Your task> Once the pictures are removed, return each record below exactly as written.

Records contained in a dataset
──────

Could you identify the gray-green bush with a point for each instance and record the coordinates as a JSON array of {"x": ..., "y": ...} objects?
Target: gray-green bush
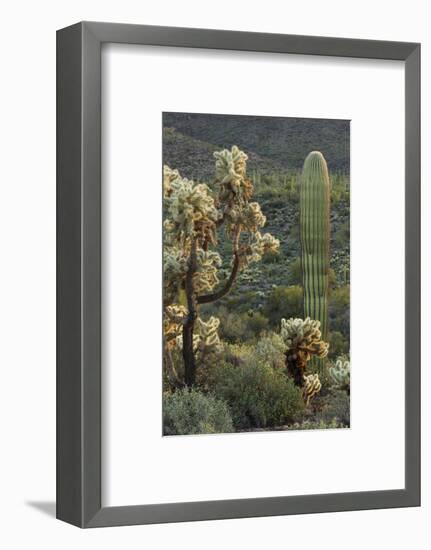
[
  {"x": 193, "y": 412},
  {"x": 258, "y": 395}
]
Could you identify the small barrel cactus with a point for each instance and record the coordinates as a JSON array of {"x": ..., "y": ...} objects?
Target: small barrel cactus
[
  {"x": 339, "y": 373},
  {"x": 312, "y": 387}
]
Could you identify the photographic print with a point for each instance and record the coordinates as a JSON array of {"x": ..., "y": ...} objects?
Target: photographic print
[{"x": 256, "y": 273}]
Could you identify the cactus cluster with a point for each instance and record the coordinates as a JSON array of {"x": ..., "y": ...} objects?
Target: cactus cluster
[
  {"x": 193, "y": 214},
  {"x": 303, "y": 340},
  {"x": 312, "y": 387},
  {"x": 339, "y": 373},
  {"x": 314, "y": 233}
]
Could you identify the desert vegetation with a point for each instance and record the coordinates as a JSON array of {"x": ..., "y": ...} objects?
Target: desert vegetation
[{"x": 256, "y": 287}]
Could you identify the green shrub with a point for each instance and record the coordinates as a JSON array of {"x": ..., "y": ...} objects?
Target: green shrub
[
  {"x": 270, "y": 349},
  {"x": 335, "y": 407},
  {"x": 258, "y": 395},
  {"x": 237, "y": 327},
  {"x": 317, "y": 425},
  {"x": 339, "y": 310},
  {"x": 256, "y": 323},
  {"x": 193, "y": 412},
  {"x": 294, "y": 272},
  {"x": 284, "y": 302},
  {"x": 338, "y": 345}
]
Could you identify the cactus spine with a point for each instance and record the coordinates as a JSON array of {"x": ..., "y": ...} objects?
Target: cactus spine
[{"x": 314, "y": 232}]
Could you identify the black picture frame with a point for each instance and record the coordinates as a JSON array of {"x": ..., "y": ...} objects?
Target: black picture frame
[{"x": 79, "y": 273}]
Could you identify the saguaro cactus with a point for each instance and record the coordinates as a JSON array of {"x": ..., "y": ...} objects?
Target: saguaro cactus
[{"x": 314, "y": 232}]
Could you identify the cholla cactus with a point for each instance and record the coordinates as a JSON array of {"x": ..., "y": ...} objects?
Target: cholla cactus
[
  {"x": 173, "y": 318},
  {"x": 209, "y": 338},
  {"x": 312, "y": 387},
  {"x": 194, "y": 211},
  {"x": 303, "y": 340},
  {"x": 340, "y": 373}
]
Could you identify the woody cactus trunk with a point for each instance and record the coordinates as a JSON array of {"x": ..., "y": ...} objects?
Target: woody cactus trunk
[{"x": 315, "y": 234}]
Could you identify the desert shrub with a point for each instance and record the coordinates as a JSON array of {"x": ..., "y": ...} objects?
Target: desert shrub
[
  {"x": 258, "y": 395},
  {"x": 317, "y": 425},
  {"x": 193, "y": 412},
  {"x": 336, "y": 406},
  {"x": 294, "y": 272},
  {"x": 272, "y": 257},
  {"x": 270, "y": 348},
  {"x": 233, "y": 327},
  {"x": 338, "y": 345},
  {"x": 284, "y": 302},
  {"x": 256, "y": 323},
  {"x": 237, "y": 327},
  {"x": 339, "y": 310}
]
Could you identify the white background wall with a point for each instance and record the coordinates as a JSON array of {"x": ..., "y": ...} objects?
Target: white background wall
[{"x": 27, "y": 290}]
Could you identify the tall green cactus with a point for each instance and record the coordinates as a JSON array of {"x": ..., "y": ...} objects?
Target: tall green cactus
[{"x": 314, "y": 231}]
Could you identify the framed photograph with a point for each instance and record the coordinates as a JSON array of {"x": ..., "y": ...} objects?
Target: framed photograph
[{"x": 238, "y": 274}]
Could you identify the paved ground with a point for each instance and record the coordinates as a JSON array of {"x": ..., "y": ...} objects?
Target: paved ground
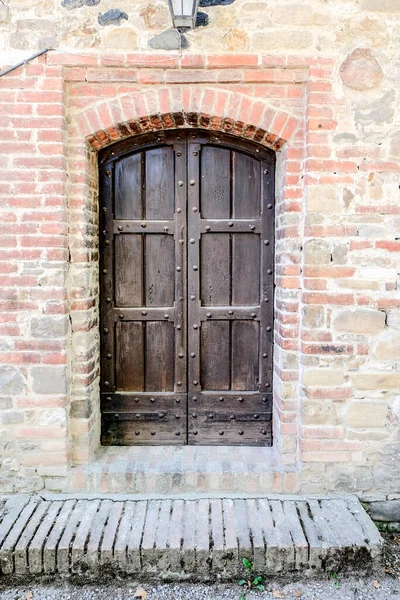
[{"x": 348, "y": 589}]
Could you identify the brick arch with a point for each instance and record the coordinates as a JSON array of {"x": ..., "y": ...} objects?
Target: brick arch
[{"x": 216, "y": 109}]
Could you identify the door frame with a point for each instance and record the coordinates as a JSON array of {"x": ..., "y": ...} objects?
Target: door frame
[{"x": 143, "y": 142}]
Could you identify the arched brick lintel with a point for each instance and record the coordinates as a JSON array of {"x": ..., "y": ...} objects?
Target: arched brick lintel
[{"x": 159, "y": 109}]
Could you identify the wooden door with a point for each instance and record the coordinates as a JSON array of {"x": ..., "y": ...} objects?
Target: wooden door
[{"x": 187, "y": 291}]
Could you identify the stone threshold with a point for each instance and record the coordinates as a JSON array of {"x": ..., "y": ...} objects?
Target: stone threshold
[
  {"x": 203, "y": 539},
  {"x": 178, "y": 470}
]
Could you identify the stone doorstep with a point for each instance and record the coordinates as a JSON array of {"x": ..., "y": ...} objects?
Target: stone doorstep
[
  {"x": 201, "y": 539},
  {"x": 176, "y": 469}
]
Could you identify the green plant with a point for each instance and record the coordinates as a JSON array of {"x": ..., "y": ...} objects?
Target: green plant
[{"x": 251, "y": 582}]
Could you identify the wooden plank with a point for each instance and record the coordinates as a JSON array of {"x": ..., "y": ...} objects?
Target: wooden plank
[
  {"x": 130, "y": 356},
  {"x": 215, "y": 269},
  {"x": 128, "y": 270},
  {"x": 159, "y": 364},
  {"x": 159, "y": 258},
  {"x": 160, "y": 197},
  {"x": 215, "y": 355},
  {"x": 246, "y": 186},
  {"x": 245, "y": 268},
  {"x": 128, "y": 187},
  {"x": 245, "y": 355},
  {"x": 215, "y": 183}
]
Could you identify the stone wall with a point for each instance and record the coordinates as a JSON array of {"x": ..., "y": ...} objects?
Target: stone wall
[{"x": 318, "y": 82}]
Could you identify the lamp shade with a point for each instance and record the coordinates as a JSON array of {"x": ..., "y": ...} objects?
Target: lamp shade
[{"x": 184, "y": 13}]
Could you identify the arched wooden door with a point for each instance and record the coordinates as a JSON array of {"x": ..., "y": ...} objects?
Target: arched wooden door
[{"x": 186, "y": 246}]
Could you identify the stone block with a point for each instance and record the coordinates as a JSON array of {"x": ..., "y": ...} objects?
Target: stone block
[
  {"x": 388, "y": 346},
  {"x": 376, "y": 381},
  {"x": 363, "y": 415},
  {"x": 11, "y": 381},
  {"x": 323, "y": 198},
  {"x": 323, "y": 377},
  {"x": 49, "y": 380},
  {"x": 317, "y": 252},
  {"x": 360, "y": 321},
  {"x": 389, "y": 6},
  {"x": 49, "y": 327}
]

──────

Solution to the problem>
Could you identify the gray-green bush with a point for each instance and record the coordinates as a JSON array of {"x": ..., "y": ...} objects?
Target: gray-green bush
[
  {"x": 193, "y": 412},
  {"x": 258, "y": 395}
]
Could you identify the small barrel cactus with a point for each instance and record the coordinates as a JSON array of {"x": ..., "y": ...} objects?
Target: small barrel cactus
[
  {"x": 339, "y": 373},
  {"x": 312, "y": 387}
]
Could you identify the photographic print with a point for each instance and record the coordinates as a JSON array of {"x": ..., "y": ...} objects?
Target: photographic print
[{"x": 256, "y": 273}]
Could you identify the cactus cluster with a point for each instance and record the coordinates as a JSON array of {"x": ..., "y": ...} objects?
Target: cactus cluster
[
  {"x": 193, "y": 214},
  {"x": 303, "y": 340},
  {"x": 312, "y": 387},
  {"x": 339, "y": 373},
  {"x": 314, "y": 233}
]
Could you identify the desert vegetation with a point for each instance and record the coordinates as a JSON array of {"x": ..., "y": ...} objects?
Target: desert vegetation
[{"x": 256, "y": 287}]
Could you identify the green shrub with a point for each instance and record the coordinates as a JSON array of {"x": ..., "y": ...} objects?
Target: green shrub
[
  {"x": 270, "y": 349},
  {"x": 335, "y": 407},
  {"x": 258, "y": 395},
  {"x": 237, "y": 327},
  {"x": 317, "y": 425},
  {"x": 339, "y": 310},
  {"x": 256, "y": 323},
  {"x": 193, "y": 412},
  {"x": 294, "y": 272},
  {"x": 284, "y": 302},
  {"x": 338, "y": 345}
]
Could you identify the cactus spine with a point for each instance and record the coordinates as a JSON array of {"x": ..., "y": ...} objects?
Target: cactus spine
[{"x": 314, "y": 232}]
Could you identify the black picture frame with a point for each instance and record the coordinates as a JSON array of {"x": ..., "y": ...} objects?
Target: black picture frame
[{"x": 79, "y": 273}]
Could you identify the saguaro cactus with a point for each instance and record the coordinates as a JSON array of {"x": ..., "y": ...} objects?
Target: saguaro cactus
[{"x": 314, "y": 232}]
Could you identify the cholla cactus with a point for each instance and record the coordinates as a JSON array of {"x": ..., "y": ...} objects?
Target: cholla cactus
[
  {"x": 173, "y": 318},
  {"x": 209, "y": 338},
  {"x": 312, "y": 387},
  {"x": 194, "y": 211},
  {"x": 303, "y": 340},
  {"x": 340, "y": 373}
]
Could you identify the woody cactus trunk with a point for each instance and record the coordinates as a JSON array of {"x": ..., "y": ...} objects?
Target: woody cactus trunk
[{"x": 315, "y": 234}]
Could you identify the desert shrub with a point for each instance and record the coordinates as a JSON array of {"x": ..., "y": ...} objects?
Target: desert shrub
[
  {"x": 258, "y": 395},
  {"x": 317, "y": 425},
  {"x": 193, "y": 412},
  {"x": 336, "y": 406},
  {"x": 294, "y": 272},
  {"x": 272, "y": 257},
  {"x": 270, "y": 348},
  {"x": 233, "y": 327},
  {"x": 338, "y": 345},
  {"x": 284, "y": 302},
  {"x": 256, "y": 323},
  {"x": 237, "y": 327},
  {"x": 339, "y": 310}
]
Could you identify the white background wall with a point for each instance and record the coordinates as a JSON array of {"x": ..., "y": ...} objects?
Target: white background wall
[{"x": 27, "y": 290}]
Could you identify the tall green cactus with a point for each instance and record the coordinates as a JSON array of {"x": ..., "y": ...} objects?
Target: tall green cactus
[{"x": 314, "y": 231}]
Could you identify the framed photograph with a point for each instance and record the coordinates as a JSON array of {"x": ..., "y": ...} objects?
Target: framed photograph
[{"x": 238, "y": 274}]
Could you identify the paved ground with a point for each instance and record the coordinates as a JSON array of {"x": ..., "y": ...} objects?
Target: paved ground
[{"x": 348, "y": 589}]
Could you identify the brick arch with a point for each instance and record the coordinates as a JSON array of {"x": ..., "y": ...} objects?
Target: brick arch
[{"x": 216, "y": 109}]
Could you identify the door frame with a point for each instance and record the coordinates as a JSON array of {"x": ..., "y": ...} objects?
Target: door frame
[{"x": 143, "y": 142}]
Could you identify the arched brick lintel with a point for each instance and record the coordinates as a JSON array of {"x": ..., "y": ...} objects?
Target: arched brick lintel
[{"x": 159, "y": 109}]
Could you identify the wooden door with a point for each instance and record the coordinates as a JSON array of {"x": ..., "y": ...} objects?
Target: wooden door
[{"x": 187, "y": 291}]
Could you identify the stone threshold with a point for each instance and record the coordinates as a JSON array of {"x": ..., "y": ...} objects?
Target: stone threshold
[
  {"x": 203, "y": 539},
  {"x": 178, "y": 470}
]
Could you identify the stone doorstep with a point for each instance and record the coordinates as a JSON array of {"x": ..., "y": ...} objects?
Target: stone doorstep
[
  {"x": 201, "y": 539},
  {"x": 176, "y": 469}
]
Could you identify the green plant with a point for each instance and record the coordinates as a JSON array of {"x": ..., "y": ...} objects?
Target: green plant
[{"x": 251, "y": 582}]
Could you identify the wooden plank with a point for each instance and record the coordinates as a JSON array of {"x": ..., "y": ...} objects?
Target: wooden plank
[
  {"x": 130, "y": 356},
  {"x": 215, "y": 269},
  {"x": 128, "y": 270},
  {"x": 159, "y": 364},
  {"x": 159, "y": 258},
  {"x": 160, "y": 197},
  {"x": 215, "y": 355},
  {"x": 246, "y": 186},
  {"x": 245, "y": 268},
  {"x": 128, "y": 187},
  {"x": 245, "y": 355},
  {"x": 215, "y": 183}
]
Could you identify the stone wall with a point for each instance and record the coordinates as a JSON array of {"x": ..., "y": ...} objects?
Target: stone wall
[{"x": 318, "y": 82}]
Could you identify the lamp shade with a point for each instance and record the coordinates as a JSON array of {"x": ..., "y": ...} objects?
Target: lamp shade
[{"x": 184, "y": 13}]
Could you identify the arched wooden door with a point for each instance and record the coordinates as a JSON array of {"x": ..., "y": ...} objects?
Target: arched wooden door
[{"x": 186, "y": 246}]
Could you identify the stone block with a point for each instance and record the coordinates as a JSON array of {"x": ..., "y": ...} objects?
Target: stone block
[
  {"x": 388, "y": 346},
  {"x": 376, "y": 381},
  {"x": 363, "y": 415},
  {"x": 11, "y": 381},
  {"x": 323, "y": 198},
  {"x": 323, "y": 377},
  {"x": 49, "y": 380},
  {"x": 317, "y": 252},
  {"x": 360, "y": 321},
  {"x": 389, "y": 6},
  {"x": 49, "y": 327}
]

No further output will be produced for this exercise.